= Goal =
Edit the data below so that every "a pin for each instance" becomes "one pin per match", and leave all other text as it is.

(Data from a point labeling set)
* BEGIN *

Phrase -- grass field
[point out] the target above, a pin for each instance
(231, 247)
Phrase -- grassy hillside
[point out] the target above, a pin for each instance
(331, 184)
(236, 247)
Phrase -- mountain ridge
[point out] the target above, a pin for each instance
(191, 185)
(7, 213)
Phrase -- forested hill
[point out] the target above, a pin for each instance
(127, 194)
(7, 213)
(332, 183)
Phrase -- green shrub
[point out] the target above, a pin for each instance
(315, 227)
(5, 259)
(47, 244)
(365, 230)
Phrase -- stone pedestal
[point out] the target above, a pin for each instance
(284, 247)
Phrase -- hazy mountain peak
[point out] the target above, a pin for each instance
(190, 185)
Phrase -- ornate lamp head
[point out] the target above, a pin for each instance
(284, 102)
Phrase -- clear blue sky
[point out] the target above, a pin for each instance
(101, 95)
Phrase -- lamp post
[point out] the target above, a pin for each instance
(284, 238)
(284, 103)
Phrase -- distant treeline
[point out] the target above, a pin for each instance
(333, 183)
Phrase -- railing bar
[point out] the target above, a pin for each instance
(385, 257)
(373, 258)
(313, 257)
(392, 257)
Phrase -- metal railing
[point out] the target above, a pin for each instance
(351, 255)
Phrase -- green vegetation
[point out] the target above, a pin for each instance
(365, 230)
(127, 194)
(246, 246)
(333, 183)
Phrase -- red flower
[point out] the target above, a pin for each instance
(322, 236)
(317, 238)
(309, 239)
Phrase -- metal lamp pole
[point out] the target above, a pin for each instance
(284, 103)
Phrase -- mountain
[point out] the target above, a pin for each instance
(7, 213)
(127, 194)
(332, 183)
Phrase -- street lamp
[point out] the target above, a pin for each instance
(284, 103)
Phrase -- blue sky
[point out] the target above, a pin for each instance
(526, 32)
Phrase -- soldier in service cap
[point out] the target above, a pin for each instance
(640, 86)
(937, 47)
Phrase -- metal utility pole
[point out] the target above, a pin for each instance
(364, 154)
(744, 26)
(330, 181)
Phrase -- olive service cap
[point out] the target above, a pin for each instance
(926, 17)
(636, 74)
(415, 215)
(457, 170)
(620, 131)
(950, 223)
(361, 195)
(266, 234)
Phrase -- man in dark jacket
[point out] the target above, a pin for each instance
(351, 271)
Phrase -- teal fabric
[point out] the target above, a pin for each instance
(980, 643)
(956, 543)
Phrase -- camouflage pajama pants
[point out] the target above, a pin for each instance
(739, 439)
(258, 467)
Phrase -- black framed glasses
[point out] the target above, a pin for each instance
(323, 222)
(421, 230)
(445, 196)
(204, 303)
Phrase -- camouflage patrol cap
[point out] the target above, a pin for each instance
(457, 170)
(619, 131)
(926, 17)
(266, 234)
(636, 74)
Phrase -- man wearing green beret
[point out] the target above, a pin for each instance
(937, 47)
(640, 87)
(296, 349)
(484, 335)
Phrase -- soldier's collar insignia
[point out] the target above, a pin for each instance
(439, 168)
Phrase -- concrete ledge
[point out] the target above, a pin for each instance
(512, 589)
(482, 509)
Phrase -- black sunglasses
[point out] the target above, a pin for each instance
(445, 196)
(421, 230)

* END *

= Final result =
Phrase -- grass field
[point out] the target above, one pin per match
(231, 247)
Phrase -- grassy hillside
[point out] the target above, one pin per match
(331, 184)
(236, 247)
Phrase -- mountain ridge
[point out] the target above, one pin per match
(191, 185)
(7, 213)
Phrase -- forested hill
[point out] the target above, one pin per match
(127, 194)
(7, 213)
(332, 183)
Phrase -- green shrub
[point out] the target above, one pin per match
(315, 227)
(5, 259)
(47, 244)
(365, 230)
Phrase -- stone pedestal
[point out] the target above, one pin per match
(284, 247)
Phrase -- hazy mountain peak
[point out] the target above, one pin per match
(190, 185)
Phrase -- ornate lamp head
[point out] the target above, one pin per match
(284, 102)
Phrase -- clear blue sky
[point out] the target above, one pin per match
(101, 95)
Phrase -- lamp post
[point out] the target above, one pin per match
(284, 238)
(284, 103)
Phrase -- distant treeline
[point out] the target above, one pin per match
(333, 183)
Phrase -- railing bar
[point out] the target above, one pin per match
(385, 257)
(373, 258)
(313, 257)
(392, 257)
Phrase -- metal railing
[point out] the target above, one pin per match
(351, 255)
Phrase -- green vegetation
[point out] the target above, one pin per match
(365, 230)
(127, 194)
(246, 246)
(333, 183)
Phrase -- red flower
[point out] the target above, one pin per match
(322, 236)
(317, 238)
(309, 239)
Phrase -- metal lamp pole
[point out] the target above, one pin per match
(284, 103)
Phrase -- mountain
[point out] the target above, one pin per match
(7, 213)
(127, 194)
(332, 183)
Phrase -- street lamp
[point out] the target above, one pin per match
(284, 103)
Phrase -- blue sky
[point out] the target above, one pin per match
(526, 32)
Phrase -- soldier in service cap
[point out] the target above, one pin per match
(640, 86)
(937, 47)
Phrase -- metal utility pole
[point out] the target above, one pin per match
(364, 154)
(744, 26)
(330, 181)
Phrase -- olive service cap
[point out] the target above, one pin per match
(926, 17)
(636, 74)
(415, 215)
(457, 170)
(620, 131)
(950, 223)
(361, 195)
(266, 234)
Phrase -- man in dark jacket
[point out] the target above, one pin per match
(351, 271)
Phrase -- teal fabric
[point out] the target above, one pin per match
(980, 643)
(956, 543)
Phrase -- camouflage pajama pants
[point out] the target above, one pin per match
(739, 439)
(258, 467)
Phrase -- black framed glasses
[point out] the target above, one pin per match
(323, 222)
(421, 230)
(445, 196)
(204, 303)
Phrase -- camouflage patrol cap
[point out] the target above, one pin per match
(457, 170)
(619, 131)
(926, 17)
(266, 234)
(636, 74)
Phrase -- man wearing green beret
[point out] the target above, one pin per match
(937, 47)
(640, 87)
(296, 349)
(484, 335)
Phrase -- soldier's collar insignia
[point out] the target above, one pin per match
(439, 168)
Phrase -- concrete ledge
[point out] the target above, one pin per match
(512, 589)
(482, 509)
Phrase -- black sunglasses
[point out] the target above, one pin per match
(445, 196)
(421, 230)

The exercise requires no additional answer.